SHORT PROBLEM – Update the lines below so that every "innermost point" becomes "central point", keeping everything else the same.

[START OF LISTED ENTRIES]

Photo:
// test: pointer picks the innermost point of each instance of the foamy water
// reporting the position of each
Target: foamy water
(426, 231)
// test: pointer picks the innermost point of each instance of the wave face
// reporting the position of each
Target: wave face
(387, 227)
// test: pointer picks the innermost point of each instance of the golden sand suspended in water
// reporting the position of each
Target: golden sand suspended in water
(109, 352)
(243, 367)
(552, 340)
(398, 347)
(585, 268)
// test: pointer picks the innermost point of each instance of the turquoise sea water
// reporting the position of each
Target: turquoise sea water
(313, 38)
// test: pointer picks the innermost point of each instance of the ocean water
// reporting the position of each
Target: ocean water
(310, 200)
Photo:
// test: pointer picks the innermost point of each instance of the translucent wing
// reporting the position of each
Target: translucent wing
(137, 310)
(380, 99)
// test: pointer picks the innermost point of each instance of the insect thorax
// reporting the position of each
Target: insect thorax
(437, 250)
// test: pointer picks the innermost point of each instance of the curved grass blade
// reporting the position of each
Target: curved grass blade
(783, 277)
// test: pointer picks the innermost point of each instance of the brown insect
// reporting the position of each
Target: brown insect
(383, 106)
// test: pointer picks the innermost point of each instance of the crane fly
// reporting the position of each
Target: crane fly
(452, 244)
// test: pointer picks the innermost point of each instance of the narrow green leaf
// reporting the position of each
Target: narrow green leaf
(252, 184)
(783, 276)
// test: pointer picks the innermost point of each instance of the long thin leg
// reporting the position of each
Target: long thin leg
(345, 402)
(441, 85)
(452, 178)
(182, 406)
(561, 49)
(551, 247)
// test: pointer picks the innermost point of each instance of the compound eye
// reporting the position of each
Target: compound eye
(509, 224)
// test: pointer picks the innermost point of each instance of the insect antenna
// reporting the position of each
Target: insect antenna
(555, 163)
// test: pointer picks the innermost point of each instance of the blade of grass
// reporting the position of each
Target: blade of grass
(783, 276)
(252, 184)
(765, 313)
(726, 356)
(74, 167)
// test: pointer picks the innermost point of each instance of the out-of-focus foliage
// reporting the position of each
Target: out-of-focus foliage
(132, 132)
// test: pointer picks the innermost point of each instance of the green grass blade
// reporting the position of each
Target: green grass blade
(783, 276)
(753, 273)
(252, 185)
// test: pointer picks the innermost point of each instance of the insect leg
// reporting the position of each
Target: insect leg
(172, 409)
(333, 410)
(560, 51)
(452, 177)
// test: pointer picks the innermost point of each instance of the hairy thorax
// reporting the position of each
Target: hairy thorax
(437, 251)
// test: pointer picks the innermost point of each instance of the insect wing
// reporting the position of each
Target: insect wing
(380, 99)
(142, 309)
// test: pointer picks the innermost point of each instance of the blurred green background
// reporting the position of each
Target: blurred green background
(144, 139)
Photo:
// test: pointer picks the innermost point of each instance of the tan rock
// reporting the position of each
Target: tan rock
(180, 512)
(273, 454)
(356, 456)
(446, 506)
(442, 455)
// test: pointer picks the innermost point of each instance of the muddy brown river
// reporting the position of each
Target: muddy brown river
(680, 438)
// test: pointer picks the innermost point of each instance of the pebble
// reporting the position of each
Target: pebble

[END OF LISTED ENTRIES]

OUTPUT FOR THIS EXERCISE –
Photo:
// test: pointer picks the central point of each instance of the foamy water
// reporting the position of each
Target: foamy water
(426, 231)
// test: pointer picks the central point of each instance of the wave face
// reporting the position of each
Target: wave face
(387, 227)
// test: pointer picks the central point of each instance of the golden sand suspended in water
// reporting the position of each
Target: golden sand suspended in water
(109, 352)
(243, 367)
(552, 340)
(398, 347)
(585, 268)
// test: pointer picks the central point of each instance of the turquoise sea water
// reporting the position of each
Target: turquoise sea water
(313, 38)
// test: pointer picks the central point of each instance of the ocean water
// reporting the position of each
Target: ocean water
(310, 200)
Photo:
// test: pointer picks the central point of each instance of the translucent wing
// reporting the position of each
Target: translucent wing
(137, 310)
(380, 99)
// test: pointer picks the central point of each instance of the insect thorax
// reporting the position of each
Target: insect thorax
(437, 250)
// test: pointer picks the central point of each instance of the curved grass blade
// reporting the position of each
Target: curved grass blade
(783, 277)
// test: pointer picks the central point of each instance of the brown insect
// reporting the position of each
Target: brown insect
(383, 106)
// test: pointer picks the central point of each instance of the crane fly
// reporting the position of each
Target: crane fly
(452, 244)
// test: pointer picks the central point of each instance of the narrow green leaf
// reporting the position of each
Target: narrow green leaf
(252, 184)
(783, 276)
// test: pointer picks the central point of each instance of the long thin leg
// reporting the position of each
Target: long thin leg
(345, 402)
(441, 85)
(452, 178)
(182, 406)
(561, 49)
(551, 247)
// test: pointer picks the central point of each instance of the compound eye
// reporting the position of each
Target: compound eye
(509, 224)
// test: pointer picks the central point of each instance of the insect antenna
// reporting the position of each
Target: insect antenna
(555, 163)
// test: pointer picks the central point of each instance of the blade of grass
// reporting the position of each
Target: blade of grass
(783, 276)
(252, 184)
(765, 313)
(726, 356)
(74, 167)
// test: pointer picks the central point of each instance of the out-of-focus foliage
// reporting the position of each
Target: out-of-focus foliage
(132, 132)
// test: pointer picks the central point of each instance of the green grass blade
// reporting the position of each
Target: green grass blade
(783, 276)
(753, 273)
(252, 185)
// test: pointer picks the central point of each instance of the insect leg
// reporting the position of each
Target: insect leg
(172, 409)
(333, 410)
(560, 51)
(452, 177)
// test: pointer picks the central point of each instance of the hairy thorax
// reporting the position of each
Target: hairy thorax
(437, 251)
// test: pointer picks the central point of each instance of the insect wing
// reporting the position of each
Target: insect wing
(380, 99)
(142, 309)
// test: pointer picks the central point of each instance of the blurred green background
// reporting the position of each
Target: blurred green background
(144, 139)
Photo:
// test: pointer picks the central point of each instance of the tan rock
// reporting the position of each
Target: tan rock
(180, 512)
(273, 454)
(356, 456)
(446, 506)
(442, 455)
// test: pointer picks the central point of each instance of the muddy brown river
// reporting the position of each
Target: muddy brown river
(680, 438)
// test: pointer picks the central point of each instance of the pebble
// reporting the position of each
Target: pebble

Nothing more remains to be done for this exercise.